[Task instructions]
Exactly as written, return the entries below, minus any pictures.

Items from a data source
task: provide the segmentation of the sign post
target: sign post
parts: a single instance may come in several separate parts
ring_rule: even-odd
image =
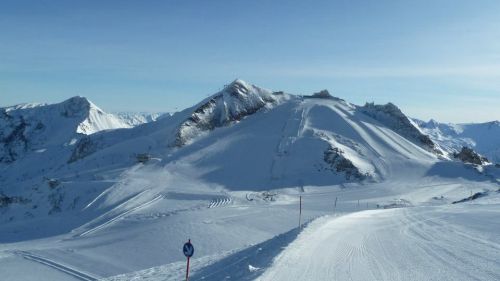
[[[187,258],[186,281],[189,281],[189,259],[194,254],[194,247],[193,244],[191,244],[191,239],[188,239],[188,241],[184,244],[184,246],[182,247],[182,252]]]
[[[301,229],[301,219],[302,219],[302,195],[299,197],[299,229]]]
[[[337,211],[337,197],[335,197],[335,203],[333,203],[333,212]]]

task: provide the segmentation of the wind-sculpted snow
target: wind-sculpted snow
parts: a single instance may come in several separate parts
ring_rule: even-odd
[[[422,134],[394,104],[378,105],[366,103],[360,107],[360,110],[428,151],[441,153],[434,145],[434,142],[427,135]]]

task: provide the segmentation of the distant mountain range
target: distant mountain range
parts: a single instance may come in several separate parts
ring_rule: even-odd
[[[153,200],[172,181],[268,190],[439,176],[462,146],[498,161],[499,122],[423,122],[391,103],[242,80],[172,115],[109,114],[83,97],[17,105],[0,109],[0,220],[77,214],[72,229],[127,198]],[[124,181],[147,161],[157,169]]]
[[[171,115],[168,112],[115,112],[113,114],[131,127],[154,122],[159,118],[165,118]]]
[[[490,161],[500,163],[500,122],[451,124],[413,119],[422,132],[448,152],[457,152],[470,147],[486,156]]]

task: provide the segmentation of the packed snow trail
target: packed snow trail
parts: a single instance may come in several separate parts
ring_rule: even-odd
[[[319,219],[256,280],[500,280],[500,210],[446,208]]]
[[[37,263],[46,265],[48,267],[51,267],[53,269],[56,269],[58,271],[64,272],[65,274],[68,274],[69,276],[74,277],[78,280],[82,280],[82,281],[97,281],[98,280],[97,277],[93,277],[93,276],[89,275],[88,273],[78,271],[74,268],[71,268],[69,266],[60,264],[60,263],[55,262],[53,260],[41,257],[39,255],[35,255],[33,253],[29,253],[26,251],[15,251],[14,253],[16,255],[22,256],[23,258],[25,258],[27,260],[37,262]]]
[[[134,196],[133,198],[131,198],[131,199],[129,199],[129,200],[127,200],[127,201],[125,201],[124,203],[122,203],[122,204],[120,204],[119,206],[115,207],[112,211],[116,211],[116,210],[120,209],[120,207],[122,207],[123,205],[125,205],[125,204],[129,203],[130,201],[132,201],[132,202],[133,202],[133,200],[137,199],[137,197],[140,197],[140,196],[141,196],[142,194],[144,194],[146,191],[147,191],[147,190],[145,190],[145,191],[143,191],[143,192],[141,192],[141,193],[137,194],[137,195],[136,195],[136,196]],[[137,211],[137,210],[139,210],[139,209],[146,208],[146,207],[148,207],[148,206],[150,206],[150,205],[152,205],[152,204],[156,203],[158,200],[161,200],[161,199],[163,199],[163,198],[164,198],[164,196],[163,196],[163,195],[158,194],[158,195],[156,195],[153,199],[150,199],[149,201],[146,201],[145,203],[141,203],[140,205],[135,206],[135,207],[133,207],[133,208],[131,208],[131,209],[128,209],[128,210],[126,210],[126,211],[124,211],[124,212],[122,212],[122,213],[120,213],[120,214],[118,214],[118,215],[116,215],[116,216],[112,217],[111,219],[108,219],[108,220],[106,220],[106,221],[104,221],[104,222],[102,222],[102,223],[99,223],[99,224],[98,224],[98,225],[96,225],[96,226],[92,226],[90,229],[87,229],[87,230],[85,230],[85,231],[83,231],[83,232],[81,232],[81,233],[75,234],[75,235],[74,235],[74,237],[83,237],[83,236],[87,236],[87,235],[89,235],[89,234],[92,234],[92,233],[94,233],[94,232],[96,232],[96,231],[102,230],[103,228],[108,227],[109,225],[111,225],[111,224],[113,224],[113,223],[117,222],[118,220],[123,219],[123,218],[124,218],[125,216],[127,216],[128,214],[133,213],[133,212],[135,212],[135,211]],[[109,212],[109,213],[111,213],[111,212]],[[95,221],[99,221],[99,222],[100,222],[100,220],[101,220],[101,219],[103,219],[104,217],[108,216],[108,215],[109,215],[109,213],[106,213],[106,214],[104,214],[104,215],[102,215],[102,216],[98,217],[97,219],[95,219],[95,220],[91,221],[91,222],[90,222],[90,223],[88,223],[87,225],[90,225],[90,224],[94,223]],[[87,225],[83,226],[82,228],[86,227]]]

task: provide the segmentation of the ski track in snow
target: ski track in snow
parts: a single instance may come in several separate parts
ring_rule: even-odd
[[[300,136],[304,127],[304,109],[295,109],[283,125],[281,140],[276,146],[276,155],[271,163],[271,179],[280,180],[286,170],[287,155],[290,148]]]
[[[26,251],[13,251],[14,254],[25,258],[26,260],[30,260],[33,262],[37,262],[46,266],[49,266],[58,271],[64,272],[72,277],[82,280],[82,281],[97,281],[100,277],[94,277],[89,275],[88,273],[76,270],[72,267],[66,266],[64,264],[58,263],[56,261],[41,257],[39,255],[35,255]]]
[[[131,201],[131,200],[133,200],[133,199],[136,199],[137,197],[141,196],[143,193],[144,193],[144,192],[141,192],[141,193],[137,194],[137,195],[136,195],[136,196],[134,196],[132,199],[127,200],[126,202],[124,202],[124,203],[120,204],[119,206],[122,206],[123,204],[126,204],[126,203],[130,202],[130,201]],[[133,207],[133,208],[131,208],[131,209],[128,209],[127,211],[122,212],[122,213],[120,213],[120,214],[118,214],[118,215],[116,215],[116,216],[112,217],[111,219],[108,219],[108,220],[106,220],[106,221],[102,222],[102,223],[99,223],[97,226],[94,226],[94,227],[92,227],[92,228],[90,228],[90,229],[88,229],[88,230],[86,230],[86,231],[84,231],[84,232],[82,232],[82,233],[76,234],[76,235],[74,235],[73,237],[84,237],[84,236],[87,236],[87,235],[89,235],[89,234],[95,233],[96,231],[99,231],[99,230],[101,230],[101,229],[103,229],[103,228],[106,228],[106,227],[110,226],[111,224],[115,223],[116,221],[118,221],[118,220],[120,220],[120,219],[122,219],[122,218],[126,217],[128,214],[130,214],[130,213],[132,213],[132,212],[134,212],[134,211],[137,211],[137,210],[140,210],[140,209],[146,208],[146,207],[148,207],[148,206],[150,206],[150,205],[152,205],[152,204],[156,203],[158,200],[161,200],[161,199],[163,199],[163,198],[164,198],[164,196],[163,196],[163,195],[161,195],[161,194],[156,195],[155,197],[153,197],[153,199],[151,199],[151,200],[149,200],[149,201],[147,201],[147,202],[145,202],[145,203],[142,203],[142,204],[140,204],[140,205],[138,205],[138,206],[136,206],[136,207]],[[106,215],[106,214],[105,214],[105,215]],[[99,217],[98,219],[102,219],[105,215],[103,215],[103,216]]]
[[[320,220],[256,280],[500,280],[500,245],[441,216],[408,208]]]

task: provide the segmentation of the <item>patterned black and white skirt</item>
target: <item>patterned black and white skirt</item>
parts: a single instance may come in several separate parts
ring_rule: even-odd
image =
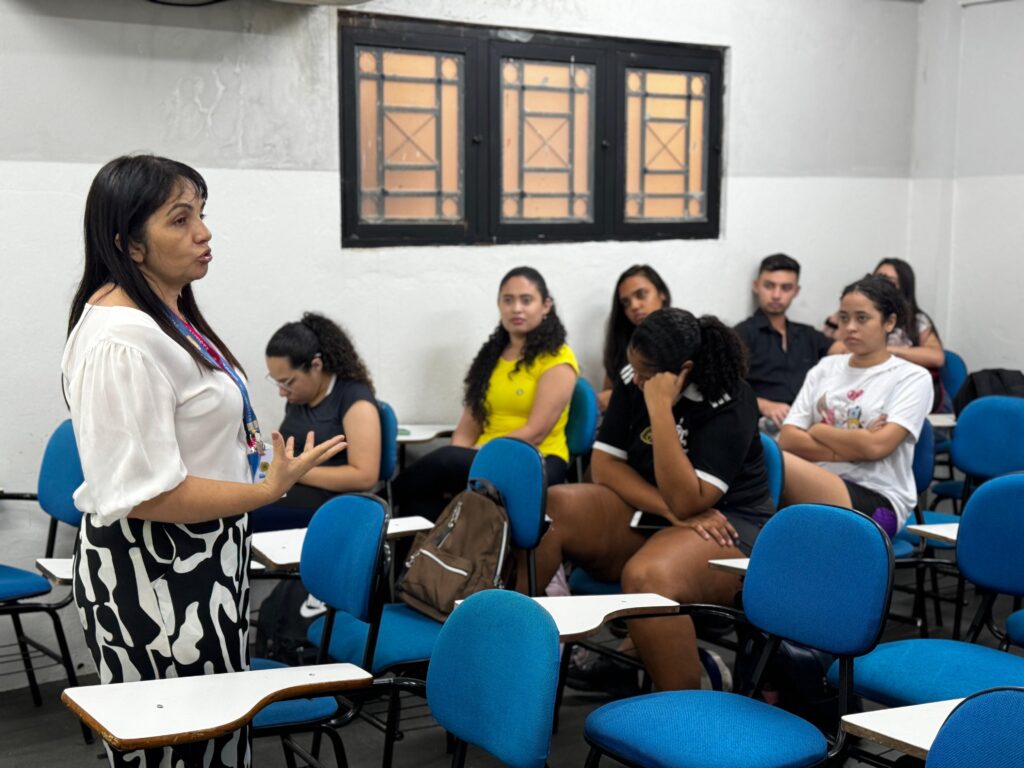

[Answer box]
task: provide the segmentation of the sign post
target: sign post
parts: a single instance may come in several separate parts
ring_rule: even-odd
image =
[[[187,258],[186,281],[189,281],[189,259],[194,254],[194,247],[193,244],[191,244],[191,239],[188,239],[188,241],[184,244],[184,246],[182,247],[182,252]]]
[[[301,229],[301,219],[302,219],[302,195],[299,197],[299,229]]]
[[[337,211],[337,197],[335,197],[335,203],[333,203],[333,212]]]

task: provide the segmentation of the wind-sculpted snow
target: wind-sculpted snow
parts: a single instance may come in several separate parts
ring_rule: even-odd
[[[422,134],[394,104],[378,105],[366,103],[360,107],[360,110],[428,151],[441,153],[434,145],[434,142],[427,135]]]

task: provide the segmentation of the distant mountain range
target: distant mountain range
parts: a single instance may come in several separate parts
ring_rule: even-odd
[[[153,200],[172,181],[268,190],[439,176],[462,146],[498,161],[499,122],[423,122],[391,103],[242,80],[172,115],[109,114],[83,97],[17,105],[0,109],[0,220],[77,214],[72,229],[127,198]],[[124,181],[147,161],[157,169]]]
[[[171,115],[168,112],[115,112],[113,114],[131,127],[154,122],[159,118],[165,118]]]
[[[490,161],[500,163],[500,122],[451,124],[413,119],[422,132],[448,152],[457,152],[470,147],[486,156]]]

task: provide the segmentation of the packed snow trail
target: packed snow trail
parts: a single instance may come in several separate parts
ring_rule: even-odd
[[[319,219],[256,280],[500,280],[500,210],[446,208]]]
[[[37,263],[46,265],[48,267],[51,267],[53,269],[56,269],[58,271],[64,272],[65,274],[68,274],[69,276],[74,277],[78,280],[82,280],[82,281],[97,281],[98,280],[97,277],[93,277],[93,276],[89,275],[88,273],[78,271],[74,268],[71,268],[69,266],[60,264],[60,263],[55,262],[53,260],[41,257],[39,255],[35,255],[33,253],[29,253],[26,251],[15,251],[14,253],[16,255],[22,256],[23,258],[25,258],[27,260],[37,262]]]
[[[134,196],[133,198],[131,198],[131,199],[129,199],[129,200],[127,200],[127,201],[125,201],[124,203],[122,203],[122,204],[120,204],[119,206],[115,207],[112,211],[116,211],[116,210],[120,209],[120,207],[122,207],[123,205],[125,205],[125,204],[129,203],[130,201],[132,201],[132,202],[133,202],[133,200],[137,199],[137,197],[140,197],[140,196],[141,196],[142,194],[144,194],[146,191],[147,191],[147,190],[145,190],[145,191],[143,191],[143,192],[141,192],[141,193],[137,194],[137,195],[136,195],[136,196]],[[137,211],[137,210],[139,210],[139,209],[146,208],[146,207],[148,207],[148,206],[150,206],[150,205],[152,205],[152,204],[156,203],[158,200],[161,200],[161,199],[163,199],[163,198],[164,198],[164,196],[163,196],[163,195],[158,194],[158,195],[156,195],[153,199],[150,199],[149,201],[146,201],[145,203],[141,203],[140,205],[135,206],[135,207],[133,207],[133,208],[131,208],[131,209],[128,209],[128,210],[126,210],[126,211],[124,211],[124,212],[122,212],[122,213],[120,213],[120,214],[118,214],[118,215],[116,215],[116,216],[112,217],[111,219],[108,219],[108,220],[106,220],[106,221],[104,221],[104,222],[102,222],[102,223],[99,223],[99,224],[98,224],[98,225],[96,225],[96,226],[92,226],[90,229],[87,229],[87,230],[85,230],[85,231],[83,231],[83,232],[81,232],[81,233],[75,234],[75,235],[74,235],[74,237],[83,237],[83,236],[87,236],[87,235],[89,235],[89,234],[92,234],[92,233],[94,233],[94,232],[96,232],[96,231],[102,230],[103,228],[108,227],[109,225],[111,225],[111,224],[113,224],[113,223],[117,222],[118,220],[123,219],[123,218],[124,218],[125,216],[127,216],[128,214],[133,213],[133,212],[135,212],[135,211]],[[109,212],[109,213],[111,213],[111,212]],[[95,221],[99,221],[99,222],[100,222],[100,220],[101,220],[101,219],[103,219],[104,217],[108,216],[108,215],[109,215],[109,213],[106,213],[106,214],[104,214],[104,215],[102,215],[102,216],[98,217],[97,219],[95,219],[95,220],[91,221],[91,222],[90,222],[90,223],[88,223],[87,225],[90,225],[90,224],[94,223]],[[87,225],[83,226],[82,228],[86,227]]]

task: provide the segmentation of the ski track in snow
target: ski track in snow
parts: a single instance may come in several separate parts
ring_rule: even-odd
[[[300,136],[304,127],[304,109],[295,109],[283,125],[281,140],[276,146],[276,155],[271,163],[271,179],[280,180],[286,170],[287,155],[290,148]]]
[[[26,251],[13,251],[14,254],[25,258],[26,260],[30,260],[33,262],[37,262],[46,266],[49,266],[58,271],[64,272],[72,277],[82,280],[82,281],[97,281],[100,277],[94,277],[89,275],[88,273],[76,270],[72,267],[66,266],[64,264],[58,263],[56,261],[41,257],[39,255],[35,255]]]
[[[131,201],[131,200],[133,200],[133,199],[136,199],[137,197],[141,196],[143,193],[144,193],[144,192],[141,192],[141,193],[137,194],[137,195],[136,195],[136,196],[134,196],[132,199],[127,200],[126,202],[124,202],[124,203],[120,204],[119,206],[122,206],[123,204],[126,204],[126,203],[130,202],[130,201]],[[133,207],[133,208],[131,208],[131,209],[128,209],[127,211],[122,212],[122,213],[120,213],[120,214],[118,214],[118,215],[116,215],[116,216],[112,217],[111,219],[108,219],[108,220],[106,220],[106,221],[102,222],[102,223],[99,223],[97,226],[94,226],[94,227],[92,227],[92,228],[90,228],[90,229],[88,229],[88,230],[86,230],[86,231],[84,231],[84,232],[82,232],[82,233],[76,234],[76,235],[74,235],[73,237],[84,237],[84,236],[87,236],[87,235],[89,235],[89,234],[95,233],[96,231],[99,231],[99,230],[101,230],[101,229],[103,229],[103,228],[106,228],[106,227],[110,226],[111,224],[115,223],[116,221],[118,221],[118,220],[120,220],[120,219],[122,219],[122,218],[126,217],[128,214],[130,214],[130,213],[132,213],[132,212],[134,212],[134,211],[137,211],[137,210],[140,210],[140,209],[146,208],[146,207],[148,207],[148,206],[150,206],[150,205],[152,205],[152,204],[156,203],[158,200],[161,200],[161,199],[163,199],[163,198],[164,198],[164,196],[163,196],[163,195],[161,195],[161,194],[156,195],[155,197],[153,197],[153,199],[151,199],[151,200],[149,200],[149,201],[147,201],[147,202],[145,202],[145,203],[142,203],[142,204],[140,204],[140,205],[138,205],[138,206],[136,206],[136,207]],[[106,215],[106,214],[105,214],[105,215]],[[99,217],[98,219],[102,219],[105,215],[103,215],[103,216]]]
[[[320,220],[256,280],[500,280],[500,245],[441,216],[408,208]]]

task: provide the segmentation of the <item>patterned black and white skirt</item>
target: <item>patterned black and white skirt</item>
parts: a single instance may come in several separate parts
ring_rule: even-odd
image =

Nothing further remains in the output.